• **Problems to solve**:
A - Copy out every row that contains the word "flower".
B - Write the next part of the passage on phosphorus-filled carbon nanotubes, picking up after its final sentence.

• **Excerpted passage**:

####################

The results of the experiment and the theoretical model are published in the journal Carbon. Carbon exists in several forms (allotropic modifications) and can assemble into various structures. It forms coal, soot, diamonds, graphite (which is used in pencil leads), graphene, fullerenes, and more. In organic chemistry, everything is based on carbon compounds, which create the frameworks of molecules. Almost all carbon materials conduct electricity well, leading to enhanced absorption of electromagnetic waves in the terahertz frequency range, which is considered the foundation for the sixth generation of wireless communication (6G).
One method of controlling the electrical conductivity of materials is through doping. Unlike the doping of bulk semiconductors, most known methods for doping carbon nanotubes are unstable in air. An effective way to address this issue is by encapsulating different materials, which involves embedding them inside the nanotubes. By altering the material, the characteristics of the nanotubes can be tuned for various applications. However, not all materials are suitable for doping, as it is crucial to achieve a high degree of filling of the nanotube channels. In their study, the researchers utilized phosphorus and demonstrated that phosphorus molecules effectively fill the nanotubes, forming double chains within them.
“To study the dynamics of charge carriers on ultra-short time scales, a non-contact method of measuring conductivity based on terahertz spectroscopy was used. Additional optical pumping in this experiment allows for the detection of the dynamics of photo-generated charge carriers on a picosecond time scale.
Thus, we experimentally investigated the effect of phosphorus encapsulation on conductivity and photoconductivity, including enhanced generation of charge carriers after photo-excitation in carbon nanotube films. The results obtained were also supported by theoretical calculations that accounted for the dependence of carrier scattering rates on energy within the framework of the semi-classical Boltzmann model,” explains Maria Burdanova, a senior researcher at the Laboratory of Nanooptics and Plasmonics at MIPT.

####################

• **Data for processing**:
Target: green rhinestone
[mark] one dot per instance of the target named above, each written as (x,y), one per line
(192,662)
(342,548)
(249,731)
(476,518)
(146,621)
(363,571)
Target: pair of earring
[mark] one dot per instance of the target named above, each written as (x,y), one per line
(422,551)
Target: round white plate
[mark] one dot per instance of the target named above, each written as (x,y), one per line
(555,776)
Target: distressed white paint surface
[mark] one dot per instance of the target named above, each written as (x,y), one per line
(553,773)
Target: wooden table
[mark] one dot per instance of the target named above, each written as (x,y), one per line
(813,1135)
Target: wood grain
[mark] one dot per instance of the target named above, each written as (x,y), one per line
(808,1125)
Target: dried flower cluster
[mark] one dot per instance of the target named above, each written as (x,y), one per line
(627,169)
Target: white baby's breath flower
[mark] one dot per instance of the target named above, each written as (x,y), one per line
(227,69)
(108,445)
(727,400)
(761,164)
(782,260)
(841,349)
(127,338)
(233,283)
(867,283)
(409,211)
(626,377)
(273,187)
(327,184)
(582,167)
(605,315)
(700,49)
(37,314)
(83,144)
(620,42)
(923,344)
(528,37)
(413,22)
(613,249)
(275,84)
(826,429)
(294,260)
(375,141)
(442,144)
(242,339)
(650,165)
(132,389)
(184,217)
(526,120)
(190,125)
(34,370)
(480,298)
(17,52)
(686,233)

####################

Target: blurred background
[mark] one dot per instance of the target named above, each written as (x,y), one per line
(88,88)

####################

• **Expected results**:
A -
Target: dried flower cluster
Target: white baby's breath flower

B -
In the experiment, the sample was irradiated with a laser pulse with photon energy exceeding the bandgap width. This excited free charge carriers (electrons and holes) in the material. These charge carriers are termed 'hot' because their kinetic energy significantly exceeds the characteristic thermal energy. It is important to note that the carriers remain in this state for some time (relaxation time), after which energy is converted into heat. The probing of the sample was conducted using a second beam.
This beam arrives at the sample after the excitation pulse (optical pumping) with a controllable delay. This beam allows tracking the dynamics of cooling hot electrons and holes in the material excited by the optical pulse. The choice of terahertz radiation (0.3–3 THz) as the probing method was determined by the fact that the response in this frequency range is most sensitive to the characteristics of free charge carriers. Additionally, the terahertz spectroscopy method is non-ionizing, meaning it does not damage the sample.
The theoretical description of the measurement results was obtained by the researchers within the framework of semi-classical transport theory based on the Boltzmann equation. The classical kinetic Boltzmann equation describes the statistical distribution of particles in a gas or liquid. The equation describes the motion of charges in liquids and gases, and from it, dynamic characteristics such as electrical conductivity, viscosity, and thermal conductivity can be determined. Here, free carriers are treated as an ideal gas, making the Boltzmann equation applicable.
“The semi-classical theory, strictly speaking, differs from the simple Boltzmann model for an ideal gas in that it takes into account the Pauli exclusion principle for electrons and holes, the complex dependence of charge carrier energy on their momentum, and considers that the scattering rate of electrons, calculated from quantum mechanical considerations, depends on their energy,” explains Andrey Vishnevyy, head of the Laboratory of Nanooptics and Plasmonics at MIPT.
The scientists showed that filled nanotubes have more charge carriers compared to empty ones. Physicists calculated that if the Fermi level for empty nanotubes is 0.01 eV, then for filled ones, it is already 0.07 eV. The Fermi level characterizes the energy of the system below which all energy states are filled with electrons. Energy levels above the Fermi level are empty. The higher the Fermi level, the more free electrons are present in the nanotube.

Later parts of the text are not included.